[Supplied passage Boundary: Start]

Run TheBloke/Xwin-LM-70B-V0.1-AWQ on Multiple GPU
I hope someone can help me with this, I'm trying to do inference with 2GPU using vLLM
I'm using:
llm = LLM(model=MODEL_NAME, quantization="awq", dtype="half", tensor_parallel_size=2)
But it failed with assertion error. My question is does that model run inference on multiple GPU. If yes what below error mean:
559 return ignored
561 # Execute the model.
--> 562 output = self._run_workers(
563 "execute_model",
564 seq_group_metadata_list=seq_group_metadata_list,
565 blocks_to_swap_in=scheduler_outputs.blocks_to_swap_in,
566 blocks_to_swap_out=scheduler_outputs.blocks_to_swap_out,
567 blocks_to_copy=scheduler_outputs.blocks_to_copy,
568 )
570 return self._process_model_outputs(output, scheduler_outputs) + ignored
File /local_disk0/.ephemeral_nfs/cluster_libraries/python/lib/python3.10/site-packages/vllm/engine/llm_engine.py:712, in LLMEngine._run_workers(self, method, get_all_outputs, *args, **kwargs)
710 output = all_outputs[0]
711 for other_output in all_outputs[1:]:
--> 712 assert output == other_output
713 return output
AssertionError:
This is was solved with fix in vLLM and had nothing to do with model
Thanks for letting us know
Out of interest, what two GPUs are you using and how is performance compared to one GPU?
With unquantised, my experience is that servers with tensor parallelism like TGI and vLLM do not scale great with multiple GPUs. Like the second GPU adds only 60-80% more performance, not 100%. So I prefer to scale across multiple separate instances (with a load balancer). But I've not yet tried it with AWQ models.
Thanks for letting us know
Out of interest, what two GPUs are you using and how is performance compared to one GPU?
With unquantised, my experience is that servers with tensor parallelism like TGI and vLLM do not scale great with multiple GPUs. Like the second GPU adds only 60-80% more performance, not 100%. So I prefer to scale across multiple separate instances (with a load balancer). But I've not yet tried it with AWQ models.
thanks for the insight, have you had a chance to try since?

[Supplied passage Boundary: End]
[Extracted material Boundary: Start]

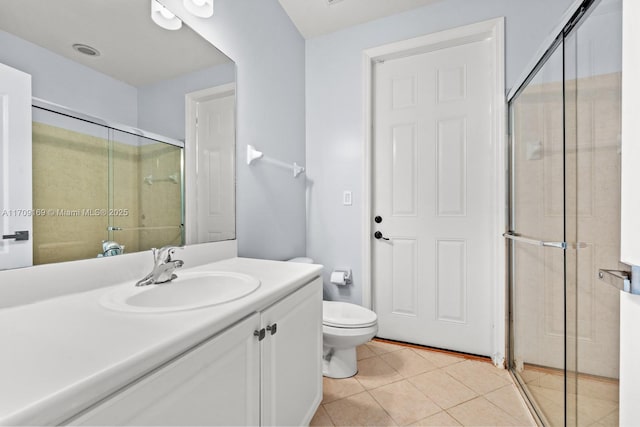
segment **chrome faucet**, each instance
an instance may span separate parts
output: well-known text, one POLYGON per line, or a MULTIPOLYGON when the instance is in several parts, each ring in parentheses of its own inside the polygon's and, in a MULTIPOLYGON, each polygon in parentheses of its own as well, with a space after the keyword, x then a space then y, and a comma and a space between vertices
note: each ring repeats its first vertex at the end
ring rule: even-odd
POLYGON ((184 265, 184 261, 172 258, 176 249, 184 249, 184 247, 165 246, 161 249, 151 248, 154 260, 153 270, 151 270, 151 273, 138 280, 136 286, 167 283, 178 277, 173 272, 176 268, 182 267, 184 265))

[Extracted material Boundary: End]
[Extracted material Boundary: Start]

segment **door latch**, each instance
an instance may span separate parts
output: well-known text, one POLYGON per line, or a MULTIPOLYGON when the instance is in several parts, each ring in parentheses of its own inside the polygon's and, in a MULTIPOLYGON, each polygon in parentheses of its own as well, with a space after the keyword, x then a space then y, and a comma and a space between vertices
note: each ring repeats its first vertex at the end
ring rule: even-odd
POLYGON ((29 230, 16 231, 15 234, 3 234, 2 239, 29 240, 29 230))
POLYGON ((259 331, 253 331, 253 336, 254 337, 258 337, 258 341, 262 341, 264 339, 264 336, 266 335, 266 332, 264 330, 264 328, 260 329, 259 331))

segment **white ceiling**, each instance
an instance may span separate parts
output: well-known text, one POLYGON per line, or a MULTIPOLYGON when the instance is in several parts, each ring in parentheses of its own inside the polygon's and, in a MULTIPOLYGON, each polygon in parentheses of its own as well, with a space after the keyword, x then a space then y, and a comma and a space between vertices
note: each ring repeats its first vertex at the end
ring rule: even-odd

[Extracted material Boundary: End]

# Exercise requirements:
In the forum thread about running the Xwin-LM AWQ model on two GPUs with vLLM, what resolved the assertion error?

# Answer for this exercise:
A fix in vLLM resolved it, and the error had nothing to do with the model.